Lay out everything from the line containing "Exercise. Put one marker on every instance of the church roof" down to the end of the records below as a Markdown table with the columns Row and Line, numbering each line and leaving out blank lines.

···

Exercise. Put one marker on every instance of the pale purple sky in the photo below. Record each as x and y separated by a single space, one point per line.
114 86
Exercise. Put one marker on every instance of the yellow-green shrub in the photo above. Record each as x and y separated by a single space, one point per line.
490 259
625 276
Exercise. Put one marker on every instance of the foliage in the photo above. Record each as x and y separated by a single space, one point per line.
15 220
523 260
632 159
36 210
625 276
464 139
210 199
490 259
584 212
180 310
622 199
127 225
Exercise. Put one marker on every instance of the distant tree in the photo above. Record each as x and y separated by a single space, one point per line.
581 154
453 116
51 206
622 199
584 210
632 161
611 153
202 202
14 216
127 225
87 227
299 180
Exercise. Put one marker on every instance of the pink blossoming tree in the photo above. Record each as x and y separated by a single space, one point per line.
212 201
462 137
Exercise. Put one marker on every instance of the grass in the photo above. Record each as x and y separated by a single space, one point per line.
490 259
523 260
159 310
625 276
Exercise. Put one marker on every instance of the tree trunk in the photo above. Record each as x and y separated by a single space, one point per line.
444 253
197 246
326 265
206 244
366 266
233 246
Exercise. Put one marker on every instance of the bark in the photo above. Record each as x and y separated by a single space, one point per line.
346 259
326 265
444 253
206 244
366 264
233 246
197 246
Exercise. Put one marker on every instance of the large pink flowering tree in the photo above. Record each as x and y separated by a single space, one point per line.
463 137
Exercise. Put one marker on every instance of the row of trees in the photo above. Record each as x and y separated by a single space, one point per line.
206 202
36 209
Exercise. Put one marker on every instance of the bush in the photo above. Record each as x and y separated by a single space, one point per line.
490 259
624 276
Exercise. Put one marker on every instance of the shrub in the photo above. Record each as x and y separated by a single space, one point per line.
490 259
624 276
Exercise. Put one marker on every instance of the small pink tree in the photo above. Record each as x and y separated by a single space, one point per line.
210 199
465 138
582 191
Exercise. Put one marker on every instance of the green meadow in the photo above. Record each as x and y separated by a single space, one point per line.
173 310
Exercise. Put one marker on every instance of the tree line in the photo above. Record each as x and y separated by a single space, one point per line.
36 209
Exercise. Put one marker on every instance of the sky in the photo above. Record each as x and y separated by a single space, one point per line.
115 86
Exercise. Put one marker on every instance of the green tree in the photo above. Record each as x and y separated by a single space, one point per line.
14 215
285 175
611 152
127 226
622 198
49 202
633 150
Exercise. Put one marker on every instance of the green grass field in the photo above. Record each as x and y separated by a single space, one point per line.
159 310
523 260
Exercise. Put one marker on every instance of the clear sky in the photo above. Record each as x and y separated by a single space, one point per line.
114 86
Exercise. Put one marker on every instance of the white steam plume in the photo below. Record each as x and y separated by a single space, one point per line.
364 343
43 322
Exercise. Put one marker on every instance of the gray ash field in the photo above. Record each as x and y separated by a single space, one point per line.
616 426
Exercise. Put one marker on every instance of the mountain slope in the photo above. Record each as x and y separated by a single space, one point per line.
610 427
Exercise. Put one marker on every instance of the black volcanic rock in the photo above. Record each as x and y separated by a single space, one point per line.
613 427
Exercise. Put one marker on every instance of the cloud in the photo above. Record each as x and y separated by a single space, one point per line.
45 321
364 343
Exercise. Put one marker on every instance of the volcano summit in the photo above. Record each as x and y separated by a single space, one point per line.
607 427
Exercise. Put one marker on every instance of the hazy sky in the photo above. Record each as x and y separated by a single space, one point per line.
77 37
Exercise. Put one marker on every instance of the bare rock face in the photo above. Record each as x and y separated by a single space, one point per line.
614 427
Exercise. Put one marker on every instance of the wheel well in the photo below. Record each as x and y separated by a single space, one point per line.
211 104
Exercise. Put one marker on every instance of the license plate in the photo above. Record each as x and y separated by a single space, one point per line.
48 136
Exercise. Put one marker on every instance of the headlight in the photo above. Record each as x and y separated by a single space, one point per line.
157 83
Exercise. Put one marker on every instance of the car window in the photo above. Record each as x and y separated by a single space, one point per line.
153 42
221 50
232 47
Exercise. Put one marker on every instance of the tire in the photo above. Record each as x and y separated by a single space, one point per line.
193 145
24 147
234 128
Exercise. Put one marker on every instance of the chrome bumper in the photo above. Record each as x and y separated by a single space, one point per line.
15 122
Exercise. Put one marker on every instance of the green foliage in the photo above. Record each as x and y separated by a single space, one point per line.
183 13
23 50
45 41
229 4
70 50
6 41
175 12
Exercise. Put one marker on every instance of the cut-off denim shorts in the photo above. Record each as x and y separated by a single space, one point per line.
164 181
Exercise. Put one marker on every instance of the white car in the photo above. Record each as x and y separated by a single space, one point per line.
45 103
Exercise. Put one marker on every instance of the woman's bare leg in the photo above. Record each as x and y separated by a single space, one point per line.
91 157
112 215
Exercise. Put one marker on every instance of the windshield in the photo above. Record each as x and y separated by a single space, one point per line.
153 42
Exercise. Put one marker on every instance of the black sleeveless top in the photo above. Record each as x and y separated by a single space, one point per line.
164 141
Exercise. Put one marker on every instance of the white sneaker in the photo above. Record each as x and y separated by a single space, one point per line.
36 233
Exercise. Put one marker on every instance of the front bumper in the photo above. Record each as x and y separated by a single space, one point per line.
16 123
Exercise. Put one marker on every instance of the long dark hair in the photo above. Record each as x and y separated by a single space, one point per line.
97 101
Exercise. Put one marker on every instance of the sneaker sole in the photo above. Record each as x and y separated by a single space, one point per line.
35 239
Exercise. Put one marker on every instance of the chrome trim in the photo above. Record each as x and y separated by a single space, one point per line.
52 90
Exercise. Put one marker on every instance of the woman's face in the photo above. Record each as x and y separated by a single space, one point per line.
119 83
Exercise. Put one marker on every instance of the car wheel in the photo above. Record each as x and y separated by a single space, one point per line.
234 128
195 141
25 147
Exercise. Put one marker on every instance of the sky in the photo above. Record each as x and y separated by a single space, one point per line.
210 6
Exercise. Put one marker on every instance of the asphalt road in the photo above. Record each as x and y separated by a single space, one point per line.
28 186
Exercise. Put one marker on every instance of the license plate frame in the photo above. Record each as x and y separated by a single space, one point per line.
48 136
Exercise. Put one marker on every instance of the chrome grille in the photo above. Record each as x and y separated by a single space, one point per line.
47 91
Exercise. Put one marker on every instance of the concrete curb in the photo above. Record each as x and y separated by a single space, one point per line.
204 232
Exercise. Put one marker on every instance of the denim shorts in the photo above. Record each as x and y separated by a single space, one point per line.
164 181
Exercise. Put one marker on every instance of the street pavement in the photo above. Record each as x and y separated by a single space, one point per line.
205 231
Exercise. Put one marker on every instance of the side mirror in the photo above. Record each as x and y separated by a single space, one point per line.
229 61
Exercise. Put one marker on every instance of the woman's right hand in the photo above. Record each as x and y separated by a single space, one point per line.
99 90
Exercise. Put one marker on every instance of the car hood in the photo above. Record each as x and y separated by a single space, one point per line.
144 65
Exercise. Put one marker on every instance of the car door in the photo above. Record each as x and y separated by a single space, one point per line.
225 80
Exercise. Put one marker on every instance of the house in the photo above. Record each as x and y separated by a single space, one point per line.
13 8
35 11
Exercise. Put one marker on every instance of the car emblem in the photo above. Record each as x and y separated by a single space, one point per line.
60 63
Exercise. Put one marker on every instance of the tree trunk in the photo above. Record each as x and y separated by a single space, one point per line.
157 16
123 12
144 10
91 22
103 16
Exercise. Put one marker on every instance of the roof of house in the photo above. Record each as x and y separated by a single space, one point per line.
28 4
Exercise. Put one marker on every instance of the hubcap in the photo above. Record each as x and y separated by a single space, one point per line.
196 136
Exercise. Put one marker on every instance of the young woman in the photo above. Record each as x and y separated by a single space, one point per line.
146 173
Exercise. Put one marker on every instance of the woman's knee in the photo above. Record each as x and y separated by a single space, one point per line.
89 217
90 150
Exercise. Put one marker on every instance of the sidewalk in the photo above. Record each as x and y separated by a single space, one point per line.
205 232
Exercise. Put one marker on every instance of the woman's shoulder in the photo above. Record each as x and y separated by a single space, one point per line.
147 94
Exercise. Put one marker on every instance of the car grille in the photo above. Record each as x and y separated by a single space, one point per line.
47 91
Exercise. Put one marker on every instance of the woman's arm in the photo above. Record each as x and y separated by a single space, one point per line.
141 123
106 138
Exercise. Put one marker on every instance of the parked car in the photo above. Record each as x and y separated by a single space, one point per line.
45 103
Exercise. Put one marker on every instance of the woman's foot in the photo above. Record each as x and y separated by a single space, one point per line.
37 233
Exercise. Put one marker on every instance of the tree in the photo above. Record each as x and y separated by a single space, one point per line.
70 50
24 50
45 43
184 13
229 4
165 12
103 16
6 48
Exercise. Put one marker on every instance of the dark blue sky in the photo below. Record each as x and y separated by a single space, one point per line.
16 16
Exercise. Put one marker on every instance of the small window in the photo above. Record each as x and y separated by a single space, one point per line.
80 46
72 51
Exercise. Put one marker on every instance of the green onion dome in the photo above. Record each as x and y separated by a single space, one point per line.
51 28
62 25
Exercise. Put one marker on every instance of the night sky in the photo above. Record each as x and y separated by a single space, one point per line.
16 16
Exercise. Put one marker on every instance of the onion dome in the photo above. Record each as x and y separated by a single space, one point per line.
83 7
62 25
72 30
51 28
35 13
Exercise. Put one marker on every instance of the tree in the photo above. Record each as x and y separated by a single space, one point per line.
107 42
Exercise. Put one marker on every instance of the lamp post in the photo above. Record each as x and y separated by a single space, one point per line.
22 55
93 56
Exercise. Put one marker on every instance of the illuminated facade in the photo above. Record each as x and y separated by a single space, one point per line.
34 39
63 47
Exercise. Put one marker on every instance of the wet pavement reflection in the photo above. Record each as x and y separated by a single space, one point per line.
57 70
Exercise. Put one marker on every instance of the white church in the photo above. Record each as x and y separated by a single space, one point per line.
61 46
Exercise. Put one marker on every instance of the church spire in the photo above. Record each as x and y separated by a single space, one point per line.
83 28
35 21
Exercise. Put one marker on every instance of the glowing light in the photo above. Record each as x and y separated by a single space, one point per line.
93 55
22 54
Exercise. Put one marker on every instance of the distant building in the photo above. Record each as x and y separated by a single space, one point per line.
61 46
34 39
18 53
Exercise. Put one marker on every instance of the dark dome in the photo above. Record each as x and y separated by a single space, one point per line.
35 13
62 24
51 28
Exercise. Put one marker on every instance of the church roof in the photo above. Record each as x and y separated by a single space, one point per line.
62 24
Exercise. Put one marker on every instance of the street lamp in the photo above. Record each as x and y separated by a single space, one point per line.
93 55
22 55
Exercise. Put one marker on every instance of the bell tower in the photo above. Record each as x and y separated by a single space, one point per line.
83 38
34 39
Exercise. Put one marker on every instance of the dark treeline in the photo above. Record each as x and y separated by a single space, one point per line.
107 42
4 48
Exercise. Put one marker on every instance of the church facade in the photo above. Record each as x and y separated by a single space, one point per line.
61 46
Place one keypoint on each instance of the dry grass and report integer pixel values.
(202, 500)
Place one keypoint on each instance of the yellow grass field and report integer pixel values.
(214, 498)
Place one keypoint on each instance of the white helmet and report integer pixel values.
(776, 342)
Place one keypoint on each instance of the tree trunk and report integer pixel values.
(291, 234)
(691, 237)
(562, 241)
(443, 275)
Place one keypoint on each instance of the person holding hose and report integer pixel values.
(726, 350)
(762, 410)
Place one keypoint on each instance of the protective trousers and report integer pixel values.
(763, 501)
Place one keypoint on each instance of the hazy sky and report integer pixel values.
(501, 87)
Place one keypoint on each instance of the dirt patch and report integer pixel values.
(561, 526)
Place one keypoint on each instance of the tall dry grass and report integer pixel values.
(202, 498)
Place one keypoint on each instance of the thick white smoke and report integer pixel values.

···

**TASK SOLUTION:**
| Row | Line |
|---|---|
| 1 | Exercise. Put one marker on every instance of the church roof in the photo above. Record each as x and y separated by a single space, one point per line. |
| 2 | 62 24 |
| 3 | Exercise. Put one marker on every instance of the street lamp in the photo above. Record each as x and y separated by a single space, one point per line. |
| 4 | 93 55 |
| 5 | 22 55 |
| 6 | Exercise. Put one marker on every instance of the bell tower in the photo above. Record each as x and y separated by a single space, one point per line. |
| 7 | 83 38 |
| 8 | 34 39 |
| 9 | Exercise. Put one marker on every instance of the dark treeline in the photo above. Record each as x and y separated by a single space, one point per line. |
| 10 | 107 42 |
| 11 | 4 48 |
| 12 | Exercise. Put one marker on every instance of the church facade in the photo above. Record each as x and y separated by a single space, one point per line. |
| 13 | 61 46 |
| 14 | Place one keypoint on each instance of the dry grass and report integer pixel values. |
| 15 | (202, 500) |
| 16 | Place one keypoint on each instance of the yellow grass field and report integer pixel values. |
| 17 | (214, 498) |
| 18 | Place one keypoint on each instance of the white helmet and report integer pixel values. |
| 19 | (776, 342) |
| 20 | Place one keypoint on each instance of the tree trunk and report integer pixel values. |
| 21 | (291, 234) |
| 22 | (691, 237) |
| 23 | (562, 241) |
| 24 | (443, 275) |
| 25 | Place one keypoint on each instance of the person holding hose and report integer pixel values. |
| 26 | (726, 350) |
| 27 | (762, 410) |
| 28 | Place one keypoint on each instance of the protective trousers and report integer pixel values. |
| 29 | (763, 501) |
| 30 | Place one keypoint on each instance of the hazy sky and report integer pixel values. |
| 31 | (501, 87) |
| 32 | Place one keypoint on each instance of the dirt patch and report integer pixel values. |
| 33 | (561, 526) |
| 34 | Place one keypoint on each instance of the tall dry grass and report integer pixel values. |
| 35 | (202, 498) |
| 36 | Place one keypoint on each instance of the thick white smoke and report integer pixel values. |